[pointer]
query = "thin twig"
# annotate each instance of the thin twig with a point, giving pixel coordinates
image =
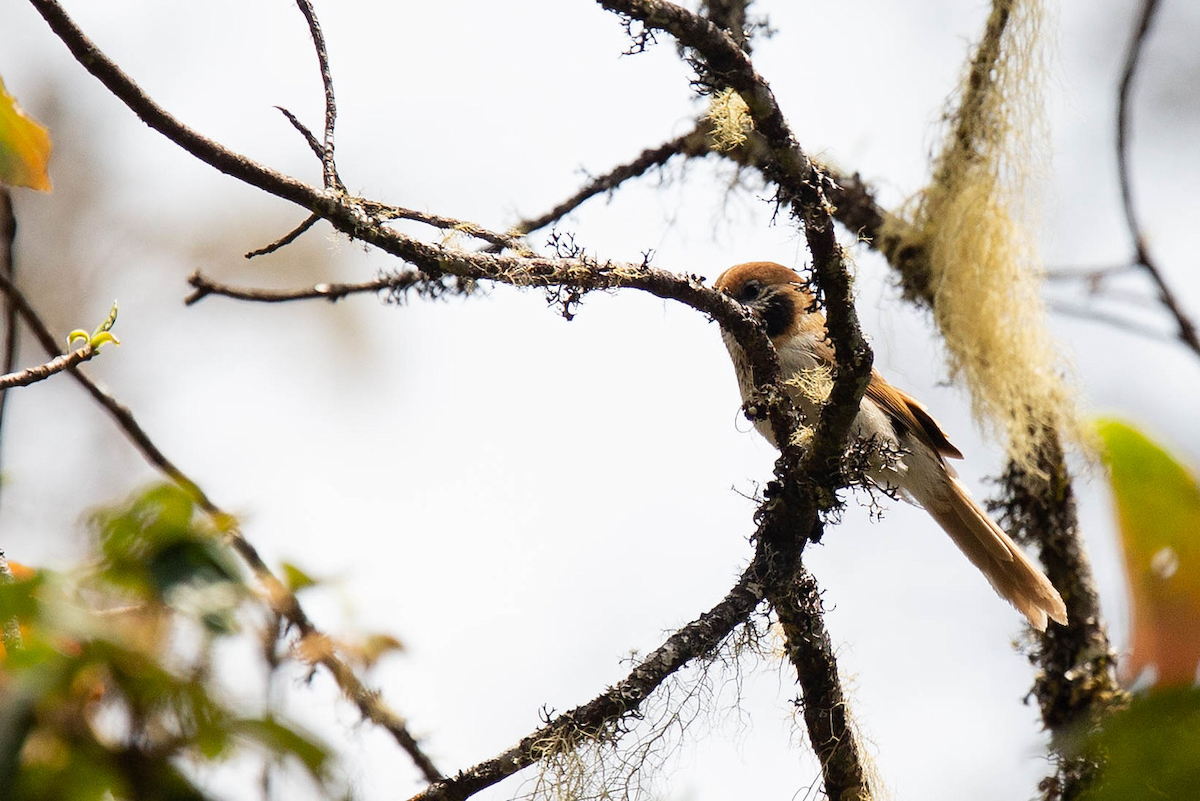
(280, 597)
(1119, 321)
(803, 477)
(331, 293)
(42, 372)
(694, 143)
(510, 241)
(313, 144)
(1187, 327)
(9, 267)
(329, 167)
(287, 239)
(695, 639)
(804, 483)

++++++

AIM
Put the data above into a two-column CSV headed "prompt" and "points", one row per block, with every field in double quotes and line breaks replaced by spaces. Leave the picture out.

RESULT
prompt,points
"[pointer] query = ""thin twig"" # annotate each instance of the thin twig with a point, giving pixel coordinates image =","(280, 597) (1119, 321) (803, 477) (331, 293) (42, 372) (694, 143) (510, 241) (313, 144) (1187, 327) (9, 267) (329, 167) (287, 239) (695, 639) (804, 483)"